INPUT:
•••••
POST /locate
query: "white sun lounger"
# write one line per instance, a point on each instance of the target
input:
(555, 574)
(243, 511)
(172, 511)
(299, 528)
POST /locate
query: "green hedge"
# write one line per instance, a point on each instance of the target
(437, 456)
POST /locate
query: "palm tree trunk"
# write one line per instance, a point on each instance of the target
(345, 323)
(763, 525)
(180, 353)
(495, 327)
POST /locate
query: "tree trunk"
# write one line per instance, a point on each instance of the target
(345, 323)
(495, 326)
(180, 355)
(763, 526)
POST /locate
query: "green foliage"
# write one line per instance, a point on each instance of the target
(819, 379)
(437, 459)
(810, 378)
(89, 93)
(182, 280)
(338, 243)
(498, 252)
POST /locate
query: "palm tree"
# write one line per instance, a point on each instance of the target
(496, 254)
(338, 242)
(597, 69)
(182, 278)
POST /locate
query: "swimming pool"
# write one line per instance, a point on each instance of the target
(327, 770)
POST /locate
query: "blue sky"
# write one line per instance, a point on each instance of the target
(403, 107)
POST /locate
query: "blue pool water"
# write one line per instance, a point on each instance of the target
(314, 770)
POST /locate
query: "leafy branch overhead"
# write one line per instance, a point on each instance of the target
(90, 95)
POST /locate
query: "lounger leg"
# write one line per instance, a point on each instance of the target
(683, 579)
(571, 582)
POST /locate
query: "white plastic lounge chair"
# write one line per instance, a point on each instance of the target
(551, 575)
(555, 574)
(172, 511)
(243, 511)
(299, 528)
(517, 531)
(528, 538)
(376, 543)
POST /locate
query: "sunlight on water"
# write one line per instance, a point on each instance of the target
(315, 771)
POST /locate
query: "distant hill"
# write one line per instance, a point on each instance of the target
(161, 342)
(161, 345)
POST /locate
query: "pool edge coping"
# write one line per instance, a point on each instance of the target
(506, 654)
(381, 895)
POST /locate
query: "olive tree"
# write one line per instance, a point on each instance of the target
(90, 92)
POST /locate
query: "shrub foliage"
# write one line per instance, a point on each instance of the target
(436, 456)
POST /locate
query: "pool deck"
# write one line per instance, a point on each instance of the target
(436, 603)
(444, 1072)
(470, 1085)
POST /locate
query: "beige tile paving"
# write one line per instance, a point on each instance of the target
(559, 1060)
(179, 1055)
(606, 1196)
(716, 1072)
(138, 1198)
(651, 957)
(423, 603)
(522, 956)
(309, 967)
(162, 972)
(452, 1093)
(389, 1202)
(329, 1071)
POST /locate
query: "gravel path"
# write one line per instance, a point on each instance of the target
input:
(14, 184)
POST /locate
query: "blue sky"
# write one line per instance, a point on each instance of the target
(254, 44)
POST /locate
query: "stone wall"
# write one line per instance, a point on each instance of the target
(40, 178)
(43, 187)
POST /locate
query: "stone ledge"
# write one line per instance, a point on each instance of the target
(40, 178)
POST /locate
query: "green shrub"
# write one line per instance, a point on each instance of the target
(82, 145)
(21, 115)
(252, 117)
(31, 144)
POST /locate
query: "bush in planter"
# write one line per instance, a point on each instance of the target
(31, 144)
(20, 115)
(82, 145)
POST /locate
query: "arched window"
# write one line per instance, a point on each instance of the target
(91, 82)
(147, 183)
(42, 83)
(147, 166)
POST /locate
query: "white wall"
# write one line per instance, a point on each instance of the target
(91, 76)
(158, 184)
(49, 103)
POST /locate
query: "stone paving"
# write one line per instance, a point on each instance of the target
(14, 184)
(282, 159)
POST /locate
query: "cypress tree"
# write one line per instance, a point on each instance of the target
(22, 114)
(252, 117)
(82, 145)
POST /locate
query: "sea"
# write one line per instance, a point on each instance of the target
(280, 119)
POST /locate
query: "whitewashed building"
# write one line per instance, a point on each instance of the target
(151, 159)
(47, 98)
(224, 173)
•••••
WRITTEN REQUEST:
List every line of the material above that contains the word "stone", copying each line in full.

RESPONSE BELOW:
query: "stone wall"
query: "stone ledge"
query: "stone paving"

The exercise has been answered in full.